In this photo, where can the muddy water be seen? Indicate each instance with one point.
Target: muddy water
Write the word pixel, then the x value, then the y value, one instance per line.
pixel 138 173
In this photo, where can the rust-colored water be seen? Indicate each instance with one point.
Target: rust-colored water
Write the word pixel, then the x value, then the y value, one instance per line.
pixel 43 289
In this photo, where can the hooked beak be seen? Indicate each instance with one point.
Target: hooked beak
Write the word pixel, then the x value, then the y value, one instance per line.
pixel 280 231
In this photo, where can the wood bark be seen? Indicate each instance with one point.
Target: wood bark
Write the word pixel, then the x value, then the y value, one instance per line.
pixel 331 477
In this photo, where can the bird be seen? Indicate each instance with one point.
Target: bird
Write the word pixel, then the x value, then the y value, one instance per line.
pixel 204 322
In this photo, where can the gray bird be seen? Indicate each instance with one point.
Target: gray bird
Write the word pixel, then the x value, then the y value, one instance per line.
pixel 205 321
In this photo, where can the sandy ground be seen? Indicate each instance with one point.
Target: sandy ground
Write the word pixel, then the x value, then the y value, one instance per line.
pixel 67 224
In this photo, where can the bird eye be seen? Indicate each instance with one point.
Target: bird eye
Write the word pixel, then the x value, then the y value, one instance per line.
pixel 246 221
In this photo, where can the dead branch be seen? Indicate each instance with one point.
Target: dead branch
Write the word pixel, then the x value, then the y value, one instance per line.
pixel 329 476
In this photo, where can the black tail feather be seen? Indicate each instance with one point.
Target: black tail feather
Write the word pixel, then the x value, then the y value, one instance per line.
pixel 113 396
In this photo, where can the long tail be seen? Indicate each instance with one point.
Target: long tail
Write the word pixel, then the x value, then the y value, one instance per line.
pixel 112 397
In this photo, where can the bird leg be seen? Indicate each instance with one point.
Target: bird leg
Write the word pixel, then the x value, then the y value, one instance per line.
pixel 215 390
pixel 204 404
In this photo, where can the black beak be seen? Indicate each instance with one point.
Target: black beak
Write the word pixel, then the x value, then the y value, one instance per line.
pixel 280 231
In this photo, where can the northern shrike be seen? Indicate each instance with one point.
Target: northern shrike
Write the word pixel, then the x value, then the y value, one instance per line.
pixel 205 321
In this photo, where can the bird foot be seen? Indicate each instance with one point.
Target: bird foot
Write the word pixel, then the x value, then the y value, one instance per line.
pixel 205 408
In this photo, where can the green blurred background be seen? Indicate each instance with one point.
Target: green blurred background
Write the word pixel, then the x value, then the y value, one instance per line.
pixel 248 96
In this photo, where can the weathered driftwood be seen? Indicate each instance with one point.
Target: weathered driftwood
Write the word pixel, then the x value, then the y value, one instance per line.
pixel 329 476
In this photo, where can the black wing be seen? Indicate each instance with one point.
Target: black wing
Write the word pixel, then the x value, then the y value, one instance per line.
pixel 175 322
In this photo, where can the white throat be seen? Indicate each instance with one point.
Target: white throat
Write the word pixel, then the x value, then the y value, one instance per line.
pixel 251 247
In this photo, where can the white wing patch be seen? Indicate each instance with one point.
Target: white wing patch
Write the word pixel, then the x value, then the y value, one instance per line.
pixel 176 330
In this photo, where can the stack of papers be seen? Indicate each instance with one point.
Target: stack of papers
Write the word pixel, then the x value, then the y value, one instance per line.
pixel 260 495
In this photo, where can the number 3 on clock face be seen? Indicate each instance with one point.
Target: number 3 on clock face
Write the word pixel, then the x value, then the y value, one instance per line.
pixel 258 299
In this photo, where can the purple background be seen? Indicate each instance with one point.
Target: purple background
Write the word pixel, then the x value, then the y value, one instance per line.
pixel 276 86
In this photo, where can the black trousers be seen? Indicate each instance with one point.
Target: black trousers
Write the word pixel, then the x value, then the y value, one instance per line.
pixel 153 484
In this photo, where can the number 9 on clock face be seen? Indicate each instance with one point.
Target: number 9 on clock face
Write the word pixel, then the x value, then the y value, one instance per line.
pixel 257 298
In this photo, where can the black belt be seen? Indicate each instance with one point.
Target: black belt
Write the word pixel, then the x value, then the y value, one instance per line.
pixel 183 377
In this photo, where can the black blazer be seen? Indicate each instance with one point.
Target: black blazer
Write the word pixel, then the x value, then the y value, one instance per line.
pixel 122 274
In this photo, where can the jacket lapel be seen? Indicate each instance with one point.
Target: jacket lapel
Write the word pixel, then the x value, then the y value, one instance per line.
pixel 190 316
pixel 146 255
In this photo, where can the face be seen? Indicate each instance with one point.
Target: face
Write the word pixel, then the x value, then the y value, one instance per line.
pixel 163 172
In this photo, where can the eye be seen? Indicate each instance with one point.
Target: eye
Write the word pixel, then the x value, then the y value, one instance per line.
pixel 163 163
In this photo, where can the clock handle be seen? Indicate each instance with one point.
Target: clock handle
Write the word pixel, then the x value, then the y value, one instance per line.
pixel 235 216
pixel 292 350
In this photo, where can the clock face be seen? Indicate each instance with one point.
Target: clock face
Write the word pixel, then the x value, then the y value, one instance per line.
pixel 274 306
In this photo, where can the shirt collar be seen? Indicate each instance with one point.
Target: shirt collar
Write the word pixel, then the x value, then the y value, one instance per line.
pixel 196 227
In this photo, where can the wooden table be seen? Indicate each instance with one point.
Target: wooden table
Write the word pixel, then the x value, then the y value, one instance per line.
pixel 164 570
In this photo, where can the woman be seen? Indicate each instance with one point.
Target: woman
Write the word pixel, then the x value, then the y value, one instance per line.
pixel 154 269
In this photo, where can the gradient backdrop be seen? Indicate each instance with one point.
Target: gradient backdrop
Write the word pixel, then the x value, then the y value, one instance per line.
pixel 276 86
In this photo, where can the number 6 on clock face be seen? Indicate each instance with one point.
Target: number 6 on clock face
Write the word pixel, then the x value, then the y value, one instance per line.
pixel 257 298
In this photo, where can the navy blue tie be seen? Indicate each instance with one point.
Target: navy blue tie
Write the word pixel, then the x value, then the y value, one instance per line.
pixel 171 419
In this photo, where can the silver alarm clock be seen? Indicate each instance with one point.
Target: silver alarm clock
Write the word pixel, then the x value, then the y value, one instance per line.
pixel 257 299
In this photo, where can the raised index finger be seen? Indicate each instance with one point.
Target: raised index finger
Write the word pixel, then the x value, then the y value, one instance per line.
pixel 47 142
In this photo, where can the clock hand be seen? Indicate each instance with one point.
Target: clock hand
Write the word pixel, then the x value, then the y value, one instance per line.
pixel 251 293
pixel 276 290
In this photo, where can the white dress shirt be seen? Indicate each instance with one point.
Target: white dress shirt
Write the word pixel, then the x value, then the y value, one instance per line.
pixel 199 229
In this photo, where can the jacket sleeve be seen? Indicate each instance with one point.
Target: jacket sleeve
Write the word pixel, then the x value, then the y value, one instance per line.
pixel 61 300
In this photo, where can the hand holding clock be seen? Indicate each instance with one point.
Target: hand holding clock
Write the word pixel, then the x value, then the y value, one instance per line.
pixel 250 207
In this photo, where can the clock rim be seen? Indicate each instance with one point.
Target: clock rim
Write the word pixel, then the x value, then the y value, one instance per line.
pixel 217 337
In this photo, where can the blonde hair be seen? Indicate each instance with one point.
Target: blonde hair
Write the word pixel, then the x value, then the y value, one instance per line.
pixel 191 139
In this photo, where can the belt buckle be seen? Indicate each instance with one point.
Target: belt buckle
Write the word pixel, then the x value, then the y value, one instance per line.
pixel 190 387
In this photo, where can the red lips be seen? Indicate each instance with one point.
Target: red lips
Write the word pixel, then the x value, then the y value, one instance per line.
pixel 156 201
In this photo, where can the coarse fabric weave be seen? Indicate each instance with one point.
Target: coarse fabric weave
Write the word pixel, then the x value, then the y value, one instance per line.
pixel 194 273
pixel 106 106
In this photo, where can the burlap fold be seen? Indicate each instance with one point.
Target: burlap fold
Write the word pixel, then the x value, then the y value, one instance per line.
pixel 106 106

::::

### [Challenge]
All lines from the one that contains "In this photo, where can the clock rim" through the end of the material are to be quoted exactly, with both ends included.

### [In response]
In this photo, where can the clock rim be seen? Indicate each instance with one point.
Target: clock rim
Write the word pixel, then the x value, then the y value, one instance per line.
pixel 217 337
In this photo, where can the blonde hair be seen? Indicate each instance with one point.
Target: blonde hair
Write the word pixel, then the x value, then the y value, one instance per line.
pixel 191 139
In this photo, where can the belt buckle be seen? Indicate each instance with one point.
Target: belt buckle
Write the word pixel, then the x value, then the y value, one instance per line.
pixel 190 387
In this photo, where can the red lips be seen? Indicate each instance with one point.
Target: red lips
Write the word pixel, then the x value, then the y value, one instance per line.
pixel 156 201
In this photo, where can the coarse fabric weave be seen? Indicate each instance with one point.
Target: coarse fabric weave
Write the word pixel, then the x value, then the y value, one instance per line.
pixel 194 273
pixel 106 106
In this photo, where can the burlap fold be seen? Indicate each instance with one point.
Target: burlap fold
Write the word pixel, then the x value, then the y value, one instance per line.
pixel 106 106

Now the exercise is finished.